• _EXERCISE REQUIREMENTS_
Transcribe the rows below word for word, leaving out the pictures.

Begin INPUT RECORDS

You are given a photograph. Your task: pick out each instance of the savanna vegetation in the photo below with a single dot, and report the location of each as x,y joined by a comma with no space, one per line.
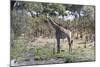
33,38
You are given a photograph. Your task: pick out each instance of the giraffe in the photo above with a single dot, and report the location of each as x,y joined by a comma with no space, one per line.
61,33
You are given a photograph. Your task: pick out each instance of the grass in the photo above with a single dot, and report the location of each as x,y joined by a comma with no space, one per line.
79,53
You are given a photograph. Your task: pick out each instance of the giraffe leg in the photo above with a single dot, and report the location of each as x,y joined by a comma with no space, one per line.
58,45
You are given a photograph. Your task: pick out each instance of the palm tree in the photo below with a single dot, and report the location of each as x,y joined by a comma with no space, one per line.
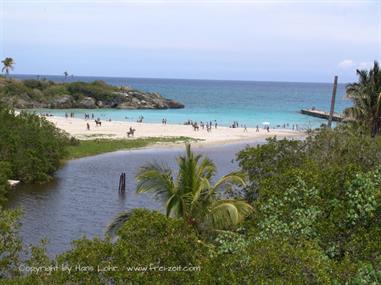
366,98
191,195
8,63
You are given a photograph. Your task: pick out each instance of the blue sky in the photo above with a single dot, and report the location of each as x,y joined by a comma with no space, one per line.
248,40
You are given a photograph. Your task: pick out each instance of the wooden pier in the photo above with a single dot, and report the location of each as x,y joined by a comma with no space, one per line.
321,114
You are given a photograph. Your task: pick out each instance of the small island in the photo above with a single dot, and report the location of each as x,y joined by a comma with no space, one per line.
33,93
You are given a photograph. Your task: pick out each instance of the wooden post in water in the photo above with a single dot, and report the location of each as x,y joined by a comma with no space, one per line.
122,182
333,98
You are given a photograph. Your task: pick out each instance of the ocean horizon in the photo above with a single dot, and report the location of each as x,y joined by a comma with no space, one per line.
249,103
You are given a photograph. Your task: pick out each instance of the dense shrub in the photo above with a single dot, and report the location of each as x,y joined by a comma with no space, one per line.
30,147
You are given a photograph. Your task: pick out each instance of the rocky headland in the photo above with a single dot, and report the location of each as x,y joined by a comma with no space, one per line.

End INPUT RECORDS

• _TASK SOLUTION_
You are given a photograph. Your task: pick out each instance of the savanna vegetation in the photo below with a single dot, and report the location of each as x,y joined by a comma with no space, one per line.
33,38
You are given a photograph. Your task: pick out each instance of the giraffe in the photo above with a single dot, and report the location of each as x,y joined by a comma with no space, one per line.
61,33
You are given a photograph. Your task: pick out each instance of the grass in the photo above with a single dot, and report the location of each as x,y joined by a comma with no space, one per line.
79,53
You are given a photograph. Your task: pick out each instance of the giraffe leg in the photo above with a single dot, and report the location of each as x,y joined by a comma with no space, one per line.
58,45
You are given a photograph. Your task: pick out each instance of the palm tree in the photo below with a single dot, and report the location of each as x,y joined by a comma with no space, one per line.
366,98
191,195
8,63
You are given a photograph. Your task: pick out each instance of the blue sky in the photo above with a single dot, and report the location of each as x,y joined by a comma with no space, one per line.
248,40
You are given a photograph. Your task: pick out each instance of the wooden pier in the photo above with a single dot, and report the location of each as x,y joined by a comma with no space, one per line.
321,114
You are given a photograph. Your task: pick out each instance of the small island in the photo above with a single dot, and report the location of each as x,y joined by a comma with no space, one per line.
33,93
You are given a photograph. Your task: pick out each instance of the wooden post in water in the photo above with a single dot, and report the location of each as x,y joined by a comma with no space, one per line.
122,182
333,98
You are given a photograph. Your task: pick out each instance of the ocean horizon in the photo above with a single dot, and report the location of each as x,y joined by a comma with no space, one per line.
249,103
You are given a photograph. Your task: pick out each instance of the dense shrub in the photo above with a single dot, and report the location of each as x,y joined by a comma with no space, one per line.
30,147
You are given a photograph. Your task: pick out each instance of the rocky headland in the photo above with a single dot, and report the location of each as x,y joined by a comma with no space, one per line.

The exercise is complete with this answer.